====== Data extracts ======
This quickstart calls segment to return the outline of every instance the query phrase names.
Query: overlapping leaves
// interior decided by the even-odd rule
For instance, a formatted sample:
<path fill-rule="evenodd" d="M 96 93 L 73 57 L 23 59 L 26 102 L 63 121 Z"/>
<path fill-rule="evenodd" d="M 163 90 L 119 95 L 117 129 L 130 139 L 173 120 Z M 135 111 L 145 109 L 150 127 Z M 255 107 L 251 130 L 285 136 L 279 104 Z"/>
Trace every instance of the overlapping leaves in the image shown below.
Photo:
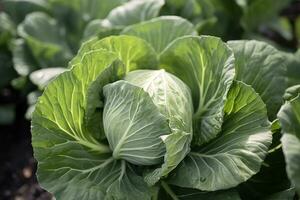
======
● **Directions for this task**:
The expected answer is the line with "163 90 L 119" followed by every remaining line of the listing, each restated exactly, with all pictures dropped.

● **Written solution**:
<path fill-rule="evenodd" d="M 163 90 L 119 95 L 117 129 L 130 139 L 173 120 Z M 135 111 L 145 109 L 150 127 Z M 255 107 L 251 130 L 285 136 L 279 104 Z"/>
Trace every instance of the overlapping leaves in the image shown below.
Photo:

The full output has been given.